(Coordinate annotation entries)
◆ ◆ ◆ ◆

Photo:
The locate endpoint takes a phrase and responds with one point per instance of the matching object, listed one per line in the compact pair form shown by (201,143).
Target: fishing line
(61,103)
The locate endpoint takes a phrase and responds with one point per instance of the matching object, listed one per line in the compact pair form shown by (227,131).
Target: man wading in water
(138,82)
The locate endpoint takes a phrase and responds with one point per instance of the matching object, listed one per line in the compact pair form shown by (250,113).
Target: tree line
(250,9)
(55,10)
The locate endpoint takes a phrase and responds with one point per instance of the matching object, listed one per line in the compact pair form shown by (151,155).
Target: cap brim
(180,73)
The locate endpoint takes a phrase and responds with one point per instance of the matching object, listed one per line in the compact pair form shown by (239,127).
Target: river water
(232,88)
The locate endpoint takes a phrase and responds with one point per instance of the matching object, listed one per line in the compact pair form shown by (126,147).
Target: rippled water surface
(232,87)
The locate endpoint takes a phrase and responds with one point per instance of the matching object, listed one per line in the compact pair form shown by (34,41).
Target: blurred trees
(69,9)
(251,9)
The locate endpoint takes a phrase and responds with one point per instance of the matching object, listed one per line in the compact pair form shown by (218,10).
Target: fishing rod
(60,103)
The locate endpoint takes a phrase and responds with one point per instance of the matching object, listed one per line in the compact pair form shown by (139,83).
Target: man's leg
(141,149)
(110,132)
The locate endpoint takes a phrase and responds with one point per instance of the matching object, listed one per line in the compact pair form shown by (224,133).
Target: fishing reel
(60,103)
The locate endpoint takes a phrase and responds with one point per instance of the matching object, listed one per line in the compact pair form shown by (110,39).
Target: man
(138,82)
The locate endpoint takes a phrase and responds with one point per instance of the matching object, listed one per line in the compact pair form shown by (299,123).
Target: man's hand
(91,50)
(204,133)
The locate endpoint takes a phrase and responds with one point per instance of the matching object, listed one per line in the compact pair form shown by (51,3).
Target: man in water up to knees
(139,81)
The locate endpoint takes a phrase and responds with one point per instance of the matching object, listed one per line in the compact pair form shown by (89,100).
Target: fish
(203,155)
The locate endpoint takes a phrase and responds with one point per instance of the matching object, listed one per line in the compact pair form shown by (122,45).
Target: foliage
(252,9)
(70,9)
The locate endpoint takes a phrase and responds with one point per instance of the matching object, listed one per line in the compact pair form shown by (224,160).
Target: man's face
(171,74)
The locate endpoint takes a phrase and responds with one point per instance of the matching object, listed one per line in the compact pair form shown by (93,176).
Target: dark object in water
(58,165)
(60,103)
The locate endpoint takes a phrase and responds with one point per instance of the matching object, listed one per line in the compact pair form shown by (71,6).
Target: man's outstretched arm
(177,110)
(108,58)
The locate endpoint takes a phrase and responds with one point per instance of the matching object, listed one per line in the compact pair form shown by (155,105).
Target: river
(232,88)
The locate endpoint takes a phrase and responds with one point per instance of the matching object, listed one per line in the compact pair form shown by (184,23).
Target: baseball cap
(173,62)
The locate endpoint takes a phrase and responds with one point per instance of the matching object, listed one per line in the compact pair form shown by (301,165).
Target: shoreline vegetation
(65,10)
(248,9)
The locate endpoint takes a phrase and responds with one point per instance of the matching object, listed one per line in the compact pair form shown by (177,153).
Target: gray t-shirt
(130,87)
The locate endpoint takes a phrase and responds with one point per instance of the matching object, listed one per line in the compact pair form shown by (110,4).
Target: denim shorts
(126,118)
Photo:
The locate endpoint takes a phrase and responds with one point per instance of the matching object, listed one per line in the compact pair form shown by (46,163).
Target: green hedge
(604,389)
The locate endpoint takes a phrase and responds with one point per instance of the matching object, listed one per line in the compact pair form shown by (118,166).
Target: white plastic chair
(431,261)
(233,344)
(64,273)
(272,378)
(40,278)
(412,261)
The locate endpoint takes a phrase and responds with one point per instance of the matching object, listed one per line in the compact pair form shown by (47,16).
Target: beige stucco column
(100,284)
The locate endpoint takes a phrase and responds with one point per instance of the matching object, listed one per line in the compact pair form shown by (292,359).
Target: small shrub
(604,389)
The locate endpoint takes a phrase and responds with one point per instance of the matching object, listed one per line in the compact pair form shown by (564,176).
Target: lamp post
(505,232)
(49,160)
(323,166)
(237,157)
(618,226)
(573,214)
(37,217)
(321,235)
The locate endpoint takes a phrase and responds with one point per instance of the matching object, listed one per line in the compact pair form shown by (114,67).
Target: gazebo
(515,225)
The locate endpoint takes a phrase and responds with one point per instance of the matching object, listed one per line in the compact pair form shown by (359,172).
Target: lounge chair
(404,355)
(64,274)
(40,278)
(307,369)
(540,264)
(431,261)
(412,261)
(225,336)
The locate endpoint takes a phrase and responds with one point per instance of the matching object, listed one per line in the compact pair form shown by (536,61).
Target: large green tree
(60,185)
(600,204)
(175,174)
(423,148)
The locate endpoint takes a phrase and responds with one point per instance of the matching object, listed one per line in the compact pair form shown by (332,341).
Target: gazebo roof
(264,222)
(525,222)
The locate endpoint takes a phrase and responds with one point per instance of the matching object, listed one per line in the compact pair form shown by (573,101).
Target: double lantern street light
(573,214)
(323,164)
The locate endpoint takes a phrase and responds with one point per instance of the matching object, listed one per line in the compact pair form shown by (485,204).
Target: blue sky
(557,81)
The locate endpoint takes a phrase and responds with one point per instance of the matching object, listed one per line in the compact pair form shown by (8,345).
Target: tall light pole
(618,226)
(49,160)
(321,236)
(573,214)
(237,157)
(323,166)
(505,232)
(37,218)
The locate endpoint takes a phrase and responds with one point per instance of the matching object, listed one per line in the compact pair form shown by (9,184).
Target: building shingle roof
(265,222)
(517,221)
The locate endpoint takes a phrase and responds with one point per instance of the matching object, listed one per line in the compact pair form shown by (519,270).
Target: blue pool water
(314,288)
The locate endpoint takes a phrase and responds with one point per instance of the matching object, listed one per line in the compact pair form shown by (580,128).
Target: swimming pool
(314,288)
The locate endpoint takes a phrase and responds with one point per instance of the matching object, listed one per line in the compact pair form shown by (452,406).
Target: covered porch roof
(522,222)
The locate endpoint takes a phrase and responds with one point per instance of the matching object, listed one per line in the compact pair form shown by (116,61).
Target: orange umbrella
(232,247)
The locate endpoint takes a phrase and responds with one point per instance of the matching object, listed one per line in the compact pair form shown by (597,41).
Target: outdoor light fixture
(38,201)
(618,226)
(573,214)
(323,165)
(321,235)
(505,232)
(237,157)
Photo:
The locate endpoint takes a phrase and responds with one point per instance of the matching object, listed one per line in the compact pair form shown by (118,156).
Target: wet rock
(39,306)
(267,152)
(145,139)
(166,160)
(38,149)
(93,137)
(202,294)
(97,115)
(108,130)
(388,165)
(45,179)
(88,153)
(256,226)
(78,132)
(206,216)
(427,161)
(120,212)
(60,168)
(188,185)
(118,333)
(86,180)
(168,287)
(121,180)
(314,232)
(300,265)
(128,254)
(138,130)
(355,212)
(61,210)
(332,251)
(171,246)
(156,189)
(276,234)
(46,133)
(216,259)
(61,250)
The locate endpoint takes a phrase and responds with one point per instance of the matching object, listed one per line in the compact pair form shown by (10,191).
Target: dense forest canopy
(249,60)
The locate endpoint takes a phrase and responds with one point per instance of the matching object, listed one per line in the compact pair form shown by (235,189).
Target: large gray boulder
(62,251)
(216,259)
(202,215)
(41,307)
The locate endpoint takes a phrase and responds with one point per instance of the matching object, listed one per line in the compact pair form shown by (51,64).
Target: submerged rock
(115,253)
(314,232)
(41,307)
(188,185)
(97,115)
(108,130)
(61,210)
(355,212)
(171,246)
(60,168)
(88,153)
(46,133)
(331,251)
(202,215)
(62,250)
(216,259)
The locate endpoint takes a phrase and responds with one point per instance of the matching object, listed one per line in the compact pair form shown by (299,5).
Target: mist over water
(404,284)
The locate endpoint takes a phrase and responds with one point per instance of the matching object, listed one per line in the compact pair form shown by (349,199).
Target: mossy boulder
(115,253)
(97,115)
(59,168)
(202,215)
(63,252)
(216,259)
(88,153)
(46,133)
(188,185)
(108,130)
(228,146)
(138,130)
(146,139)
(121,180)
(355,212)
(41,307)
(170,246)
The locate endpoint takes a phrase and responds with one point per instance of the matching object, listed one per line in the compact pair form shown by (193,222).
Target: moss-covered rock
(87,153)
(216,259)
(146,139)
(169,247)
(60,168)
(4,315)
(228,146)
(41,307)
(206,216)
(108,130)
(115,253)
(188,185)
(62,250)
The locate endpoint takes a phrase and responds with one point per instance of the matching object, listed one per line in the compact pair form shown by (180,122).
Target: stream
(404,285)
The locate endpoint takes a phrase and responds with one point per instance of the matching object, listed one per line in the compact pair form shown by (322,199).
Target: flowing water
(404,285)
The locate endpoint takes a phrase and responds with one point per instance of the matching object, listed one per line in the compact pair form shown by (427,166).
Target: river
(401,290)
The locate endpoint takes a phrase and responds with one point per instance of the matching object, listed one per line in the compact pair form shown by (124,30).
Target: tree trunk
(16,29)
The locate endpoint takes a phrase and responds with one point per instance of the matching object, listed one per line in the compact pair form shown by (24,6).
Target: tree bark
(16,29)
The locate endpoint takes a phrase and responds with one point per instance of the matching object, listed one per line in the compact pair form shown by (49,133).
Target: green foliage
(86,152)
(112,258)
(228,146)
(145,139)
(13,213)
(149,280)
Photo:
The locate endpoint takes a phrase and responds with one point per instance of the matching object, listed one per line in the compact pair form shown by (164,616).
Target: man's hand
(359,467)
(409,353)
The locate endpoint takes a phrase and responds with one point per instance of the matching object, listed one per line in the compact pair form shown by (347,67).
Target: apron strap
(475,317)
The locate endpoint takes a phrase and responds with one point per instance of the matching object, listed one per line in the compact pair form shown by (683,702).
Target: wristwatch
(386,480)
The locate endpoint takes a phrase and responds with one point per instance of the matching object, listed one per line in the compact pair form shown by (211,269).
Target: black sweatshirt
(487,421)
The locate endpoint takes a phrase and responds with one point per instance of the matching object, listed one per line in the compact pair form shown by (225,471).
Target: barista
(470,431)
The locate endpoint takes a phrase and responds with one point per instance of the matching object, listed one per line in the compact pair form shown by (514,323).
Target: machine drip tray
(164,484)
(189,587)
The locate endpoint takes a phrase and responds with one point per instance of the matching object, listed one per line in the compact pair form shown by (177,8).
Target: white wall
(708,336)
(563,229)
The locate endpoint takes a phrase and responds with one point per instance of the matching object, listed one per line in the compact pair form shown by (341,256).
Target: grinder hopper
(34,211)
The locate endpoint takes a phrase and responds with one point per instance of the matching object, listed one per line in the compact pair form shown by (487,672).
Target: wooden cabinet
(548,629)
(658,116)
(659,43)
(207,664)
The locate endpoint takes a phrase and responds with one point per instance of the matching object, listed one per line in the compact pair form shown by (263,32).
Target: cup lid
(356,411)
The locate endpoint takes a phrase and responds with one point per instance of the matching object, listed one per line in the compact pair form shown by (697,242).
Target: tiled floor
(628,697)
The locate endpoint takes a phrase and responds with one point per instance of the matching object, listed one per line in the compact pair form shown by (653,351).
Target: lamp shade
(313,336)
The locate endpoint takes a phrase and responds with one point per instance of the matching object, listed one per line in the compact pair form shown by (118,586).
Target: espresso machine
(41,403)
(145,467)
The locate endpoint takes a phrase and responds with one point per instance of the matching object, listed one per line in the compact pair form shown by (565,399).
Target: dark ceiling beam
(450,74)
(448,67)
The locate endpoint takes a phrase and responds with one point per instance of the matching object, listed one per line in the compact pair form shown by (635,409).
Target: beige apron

◆ ◆ ◆ ◆

Extract every line from the one with "shown by (341,256)." down to the final line above, both included, exactly as written.

# The output
The locate endpoint takes a phrase and responds with one point per instance of the matching object, listed one per line in the compact pair form shown by (341,256).
Target: grinder hopper
(34,211)
The locate endpoint takes a phrase and responds with one point per instance of the matching object, listed one per line in the compact pair form shown by (487,672).
Target: wooden cabinet
(548,629)
(658,116)
(659,43)
(207,664)
The locate endpoint takes a phrase and responds with one point per instance of the matching object, listed one per line in the compact pair form shown by (263,32).
Target: cup lid
(356,411)
The locate endpoint takes a phrase and responds with one point per instance of the matching object, listed one per line in the compact pair form shown by (697,242).
Target: tiled floor
(628,697)
The locate endpoint takes a phrase and responds with one point per instance of the matching object, listed one per line in the compact pair form shown by (653,351).
Target: lamp shade
(313,336)
The locate endpoint takes a phrase and responds with one point per instance of the matching object, listed one per line in the compact pair form shown by (118,586).
Target: espresso machine
(41,403)
(145,467)
The locate endpoint takes a phrase and responds with one point per instance of the matching object, listed one per line in the compact pair form shown by (565,399).
Target: dark ceiling beam
(450,74)
(448,67)
The locate endpoint takes a phrase and responds with one point per instance of the matching object, listed one per line in the compact pair form shown by (635,409).
Target: beige apron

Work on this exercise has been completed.